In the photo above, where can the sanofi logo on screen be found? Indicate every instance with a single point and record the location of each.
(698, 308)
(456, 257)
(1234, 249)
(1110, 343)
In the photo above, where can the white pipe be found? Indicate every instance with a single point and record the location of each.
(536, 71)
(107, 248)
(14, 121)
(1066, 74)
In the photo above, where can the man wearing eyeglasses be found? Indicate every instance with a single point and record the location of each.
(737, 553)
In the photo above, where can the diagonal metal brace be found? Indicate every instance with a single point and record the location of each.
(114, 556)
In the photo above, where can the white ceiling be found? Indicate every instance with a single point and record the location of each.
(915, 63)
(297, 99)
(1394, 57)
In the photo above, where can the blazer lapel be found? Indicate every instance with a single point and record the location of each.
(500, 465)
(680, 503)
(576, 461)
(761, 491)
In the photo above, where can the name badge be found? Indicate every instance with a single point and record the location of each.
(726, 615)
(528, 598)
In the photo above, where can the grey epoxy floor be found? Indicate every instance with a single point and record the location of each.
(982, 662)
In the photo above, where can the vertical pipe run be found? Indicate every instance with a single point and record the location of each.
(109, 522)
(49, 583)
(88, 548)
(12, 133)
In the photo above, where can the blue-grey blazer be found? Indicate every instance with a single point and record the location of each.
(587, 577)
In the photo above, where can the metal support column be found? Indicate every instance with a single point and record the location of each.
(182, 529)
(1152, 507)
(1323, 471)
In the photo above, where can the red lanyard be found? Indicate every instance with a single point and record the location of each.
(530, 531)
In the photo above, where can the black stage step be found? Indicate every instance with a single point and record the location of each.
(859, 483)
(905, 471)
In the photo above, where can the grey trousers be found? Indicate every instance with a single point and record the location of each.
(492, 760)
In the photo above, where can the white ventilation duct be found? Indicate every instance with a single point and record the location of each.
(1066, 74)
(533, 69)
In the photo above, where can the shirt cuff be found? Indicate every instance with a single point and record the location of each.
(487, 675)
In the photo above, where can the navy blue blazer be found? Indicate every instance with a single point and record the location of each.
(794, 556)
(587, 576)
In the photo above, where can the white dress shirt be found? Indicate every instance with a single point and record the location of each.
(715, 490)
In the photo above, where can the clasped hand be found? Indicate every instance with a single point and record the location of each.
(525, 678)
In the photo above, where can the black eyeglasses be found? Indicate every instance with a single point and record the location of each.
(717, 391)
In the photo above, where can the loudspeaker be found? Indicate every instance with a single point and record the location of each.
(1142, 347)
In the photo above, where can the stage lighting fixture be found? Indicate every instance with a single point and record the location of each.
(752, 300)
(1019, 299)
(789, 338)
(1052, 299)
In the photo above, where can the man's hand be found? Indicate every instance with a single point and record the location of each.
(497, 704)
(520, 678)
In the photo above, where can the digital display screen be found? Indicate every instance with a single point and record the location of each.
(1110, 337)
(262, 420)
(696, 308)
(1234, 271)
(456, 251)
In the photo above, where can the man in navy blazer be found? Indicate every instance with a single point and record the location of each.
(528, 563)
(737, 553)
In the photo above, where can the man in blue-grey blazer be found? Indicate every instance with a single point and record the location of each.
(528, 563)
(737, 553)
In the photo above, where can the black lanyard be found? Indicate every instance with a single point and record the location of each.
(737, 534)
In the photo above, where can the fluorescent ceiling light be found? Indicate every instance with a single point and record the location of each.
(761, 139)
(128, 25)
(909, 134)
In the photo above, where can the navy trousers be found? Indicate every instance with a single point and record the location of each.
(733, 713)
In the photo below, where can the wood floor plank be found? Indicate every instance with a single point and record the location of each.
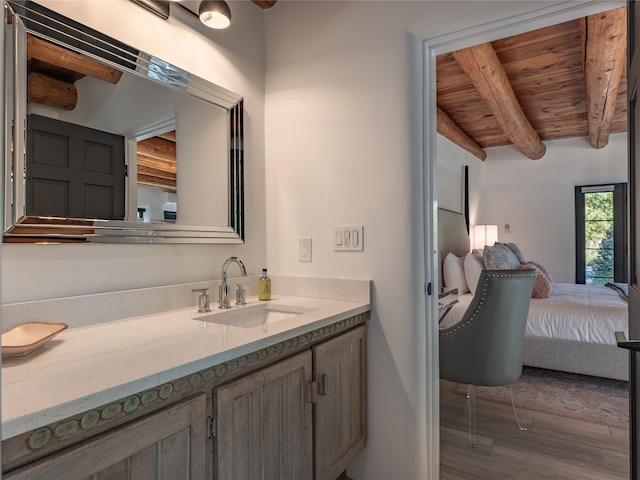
(553, 447)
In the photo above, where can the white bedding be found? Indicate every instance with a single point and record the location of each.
(586, 313)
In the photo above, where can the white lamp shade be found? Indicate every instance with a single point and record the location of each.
(215, 13)
(484, 235)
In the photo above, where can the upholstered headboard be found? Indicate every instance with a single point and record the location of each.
(452, 236)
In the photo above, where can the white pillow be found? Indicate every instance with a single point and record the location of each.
(453, 273)
(473, 265)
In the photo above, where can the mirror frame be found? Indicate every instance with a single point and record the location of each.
(22, 17)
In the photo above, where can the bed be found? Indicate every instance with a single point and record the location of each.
(572, 330)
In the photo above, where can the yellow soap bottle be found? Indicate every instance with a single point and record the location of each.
(264, 286)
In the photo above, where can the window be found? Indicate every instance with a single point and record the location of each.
(601, 234)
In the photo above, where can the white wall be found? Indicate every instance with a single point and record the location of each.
(232, 58)
(343, 133)
(536, 197)
(451, 161)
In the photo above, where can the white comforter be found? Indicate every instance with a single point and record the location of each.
(586, 313)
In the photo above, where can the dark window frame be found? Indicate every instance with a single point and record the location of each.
(620, 272)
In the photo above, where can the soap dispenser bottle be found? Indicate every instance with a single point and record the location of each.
(264, 286)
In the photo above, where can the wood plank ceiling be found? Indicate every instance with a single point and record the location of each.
(563, 81)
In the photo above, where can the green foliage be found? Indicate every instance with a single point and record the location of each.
(598, 207)
(603, 261)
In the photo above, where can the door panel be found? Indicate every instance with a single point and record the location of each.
(634, 224)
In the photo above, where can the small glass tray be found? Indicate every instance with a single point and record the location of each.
(28, 337)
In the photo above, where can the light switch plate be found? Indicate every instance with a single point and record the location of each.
(348, 238)
(304, 250)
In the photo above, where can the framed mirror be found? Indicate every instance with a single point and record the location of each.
(105, 143)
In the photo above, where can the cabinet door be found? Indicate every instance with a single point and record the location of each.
(166, 445)
(264, 426)
(340, 419)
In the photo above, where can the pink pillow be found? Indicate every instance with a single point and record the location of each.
(542, 287)
(542, 269)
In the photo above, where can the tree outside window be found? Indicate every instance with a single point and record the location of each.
(601, 234)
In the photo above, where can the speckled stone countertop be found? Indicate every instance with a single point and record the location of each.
(92, 365)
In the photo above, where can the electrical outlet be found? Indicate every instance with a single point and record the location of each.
(304, 250)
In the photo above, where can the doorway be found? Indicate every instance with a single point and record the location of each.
(432, 48)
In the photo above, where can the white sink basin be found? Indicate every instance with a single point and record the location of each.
(250, 316)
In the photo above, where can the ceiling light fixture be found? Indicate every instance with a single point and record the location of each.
(215, 13)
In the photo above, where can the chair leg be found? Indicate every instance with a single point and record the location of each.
(471, 395)
(515, 410)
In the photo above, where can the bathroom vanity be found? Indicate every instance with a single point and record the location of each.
(277, 387)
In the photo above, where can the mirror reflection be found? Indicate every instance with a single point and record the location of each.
(122, 142)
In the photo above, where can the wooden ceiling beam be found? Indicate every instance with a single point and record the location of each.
(64, 58)
(448, 129)
(157, 147)
(50, 91)
(605, 57)
(483, 67)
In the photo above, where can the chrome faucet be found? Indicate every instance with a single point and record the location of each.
(224, 288)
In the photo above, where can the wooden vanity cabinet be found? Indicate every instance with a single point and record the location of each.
(294, 410)
(165, 445)
(339, 367)
(264, 423)
(307, 410)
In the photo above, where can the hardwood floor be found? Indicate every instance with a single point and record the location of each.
(553, 447)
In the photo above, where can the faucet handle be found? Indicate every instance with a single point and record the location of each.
(241, 294)
(203, 300)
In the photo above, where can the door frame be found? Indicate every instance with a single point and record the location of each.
(431, 47)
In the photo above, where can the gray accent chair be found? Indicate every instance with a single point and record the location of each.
(485, 346)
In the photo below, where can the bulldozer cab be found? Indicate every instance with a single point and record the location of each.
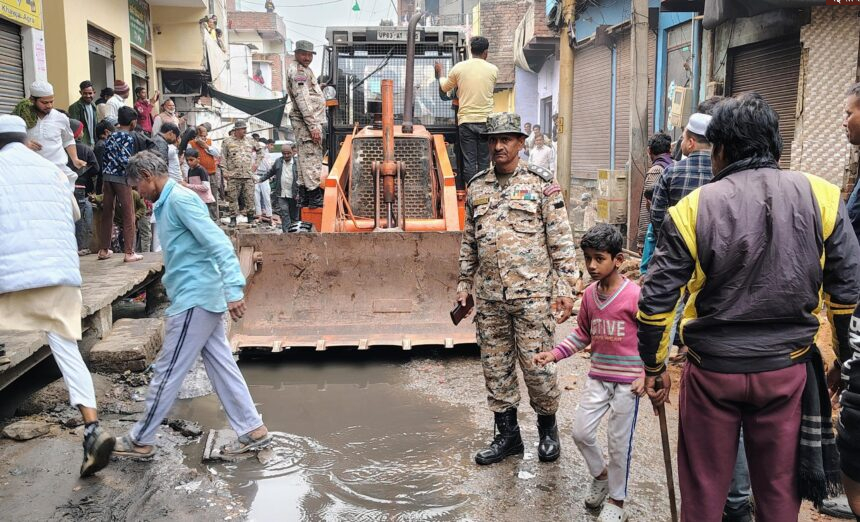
(356, 61)
(381, 267)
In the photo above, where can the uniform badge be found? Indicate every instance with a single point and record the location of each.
(524, 195)
(555, 188)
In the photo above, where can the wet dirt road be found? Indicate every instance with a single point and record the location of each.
(358, 438)
(393, 439)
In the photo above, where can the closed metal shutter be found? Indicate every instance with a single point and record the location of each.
(771, 69)
(11, 67)
(590, 128)
(622, 95)
(100, 42)
(138, 63)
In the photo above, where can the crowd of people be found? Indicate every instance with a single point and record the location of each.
(739, 258)
(94, 139)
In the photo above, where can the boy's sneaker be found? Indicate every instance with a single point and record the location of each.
(98, 445)
(612, 513)
(596, 493)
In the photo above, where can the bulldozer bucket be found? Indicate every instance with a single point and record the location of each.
(350, 290)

◆ ◆ ◆ ◆ ◆ ◆ ◆

**Problem description:** This exercise asks for an exact repeat of the lines from the one holding "In the photo above, where can the bulldozer" through the end of the data above.

**Solution:**
In the photo above, where can the bulldozer bucket be found? Indicate every instance with a single point and record the location of each.
(350, 290)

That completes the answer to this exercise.